## Stated exercise
In the rows below, reproduce word for word the part that opens with the line containing "white truck bed" and closes with the line containing "[(308, 264), (430, 251)]", including both of those lines.

## Supplied data
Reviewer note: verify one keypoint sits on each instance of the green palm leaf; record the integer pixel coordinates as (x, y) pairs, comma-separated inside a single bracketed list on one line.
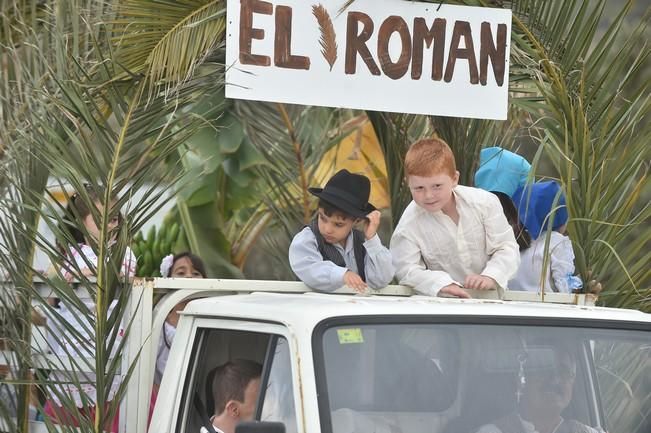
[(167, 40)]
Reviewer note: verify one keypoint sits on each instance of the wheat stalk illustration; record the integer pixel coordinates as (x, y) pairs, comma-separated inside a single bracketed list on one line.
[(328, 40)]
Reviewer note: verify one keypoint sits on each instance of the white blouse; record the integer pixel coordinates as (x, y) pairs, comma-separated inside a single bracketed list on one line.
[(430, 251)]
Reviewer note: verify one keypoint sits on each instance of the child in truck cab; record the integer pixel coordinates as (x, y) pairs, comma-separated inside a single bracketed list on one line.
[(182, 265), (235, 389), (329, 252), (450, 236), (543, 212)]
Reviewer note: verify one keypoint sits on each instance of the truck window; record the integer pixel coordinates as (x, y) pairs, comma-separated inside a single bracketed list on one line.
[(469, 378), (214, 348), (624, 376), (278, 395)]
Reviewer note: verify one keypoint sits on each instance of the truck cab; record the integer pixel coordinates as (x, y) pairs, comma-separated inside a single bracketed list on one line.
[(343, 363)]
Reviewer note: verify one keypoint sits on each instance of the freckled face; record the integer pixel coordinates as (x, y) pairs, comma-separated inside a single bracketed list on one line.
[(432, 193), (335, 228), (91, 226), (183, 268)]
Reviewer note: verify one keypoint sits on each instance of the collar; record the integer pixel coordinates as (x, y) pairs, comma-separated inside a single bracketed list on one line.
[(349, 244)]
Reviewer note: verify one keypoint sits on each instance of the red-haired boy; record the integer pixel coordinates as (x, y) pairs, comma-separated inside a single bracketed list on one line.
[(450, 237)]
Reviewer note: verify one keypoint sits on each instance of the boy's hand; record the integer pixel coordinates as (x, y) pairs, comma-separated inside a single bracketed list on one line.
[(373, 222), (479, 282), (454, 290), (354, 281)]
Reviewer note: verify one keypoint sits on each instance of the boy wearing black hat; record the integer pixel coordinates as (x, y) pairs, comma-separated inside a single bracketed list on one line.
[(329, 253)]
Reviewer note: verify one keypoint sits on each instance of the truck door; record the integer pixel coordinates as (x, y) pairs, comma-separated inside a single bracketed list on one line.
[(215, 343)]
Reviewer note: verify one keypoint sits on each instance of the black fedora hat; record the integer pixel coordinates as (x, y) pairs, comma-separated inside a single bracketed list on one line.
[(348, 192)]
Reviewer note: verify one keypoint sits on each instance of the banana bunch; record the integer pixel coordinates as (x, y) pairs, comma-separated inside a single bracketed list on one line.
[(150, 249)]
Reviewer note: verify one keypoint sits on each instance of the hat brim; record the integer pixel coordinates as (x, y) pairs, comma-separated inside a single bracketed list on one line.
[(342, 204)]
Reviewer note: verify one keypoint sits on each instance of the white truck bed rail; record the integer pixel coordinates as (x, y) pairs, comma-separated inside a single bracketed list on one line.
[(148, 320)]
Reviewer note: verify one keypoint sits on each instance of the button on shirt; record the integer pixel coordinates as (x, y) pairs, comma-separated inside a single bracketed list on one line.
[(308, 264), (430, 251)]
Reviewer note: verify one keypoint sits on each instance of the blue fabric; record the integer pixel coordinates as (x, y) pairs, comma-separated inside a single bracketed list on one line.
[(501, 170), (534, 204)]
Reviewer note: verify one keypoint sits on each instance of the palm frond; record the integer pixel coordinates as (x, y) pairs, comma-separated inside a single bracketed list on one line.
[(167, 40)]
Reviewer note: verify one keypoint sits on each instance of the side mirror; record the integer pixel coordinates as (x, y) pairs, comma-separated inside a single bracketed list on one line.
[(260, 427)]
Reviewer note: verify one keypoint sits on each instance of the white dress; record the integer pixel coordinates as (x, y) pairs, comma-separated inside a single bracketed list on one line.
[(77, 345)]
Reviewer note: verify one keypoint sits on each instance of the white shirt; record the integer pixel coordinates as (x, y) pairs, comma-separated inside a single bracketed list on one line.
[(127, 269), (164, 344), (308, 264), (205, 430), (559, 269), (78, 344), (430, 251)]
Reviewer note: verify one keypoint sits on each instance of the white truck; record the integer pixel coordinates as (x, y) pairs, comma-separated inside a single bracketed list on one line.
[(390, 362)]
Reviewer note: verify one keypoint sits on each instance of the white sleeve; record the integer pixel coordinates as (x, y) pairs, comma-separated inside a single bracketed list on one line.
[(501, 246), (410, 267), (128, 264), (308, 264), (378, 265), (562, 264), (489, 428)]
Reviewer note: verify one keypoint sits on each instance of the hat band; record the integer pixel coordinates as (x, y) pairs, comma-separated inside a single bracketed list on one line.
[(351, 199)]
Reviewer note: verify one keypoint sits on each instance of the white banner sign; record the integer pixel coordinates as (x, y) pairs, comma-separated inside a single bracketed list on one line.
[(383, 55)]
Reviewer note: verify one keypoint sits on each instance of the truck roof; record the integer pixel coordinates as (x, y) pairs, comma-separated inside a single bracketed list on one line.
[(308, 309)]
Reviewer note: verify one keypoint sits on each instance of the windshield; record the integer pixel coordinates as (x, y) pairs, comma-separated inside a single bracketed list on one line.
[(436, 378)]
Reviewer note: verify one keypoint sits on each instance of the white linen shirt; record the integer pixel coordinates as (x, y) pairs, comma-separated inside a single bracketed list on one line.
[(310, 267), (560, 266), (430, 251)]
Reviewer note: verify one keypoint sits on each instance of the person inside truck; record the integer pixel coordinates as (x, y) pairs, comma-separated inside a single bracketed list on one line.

## Exercise response
Reviewer note: verify one keypoint sits on each instance of the white truck bed rail; record the integer pixel coordinates as (x, y) pairs, comma-separated inside a single bracketed list on one line.
[(148, 320)]
Reviewer note: verify one keypoint sits on each instance of the button on shirt; record the integer pixel coordinates as (x, y) pairs, comma-separated inside a single bracketed list on one line.
[(308, 264), (430, 251)]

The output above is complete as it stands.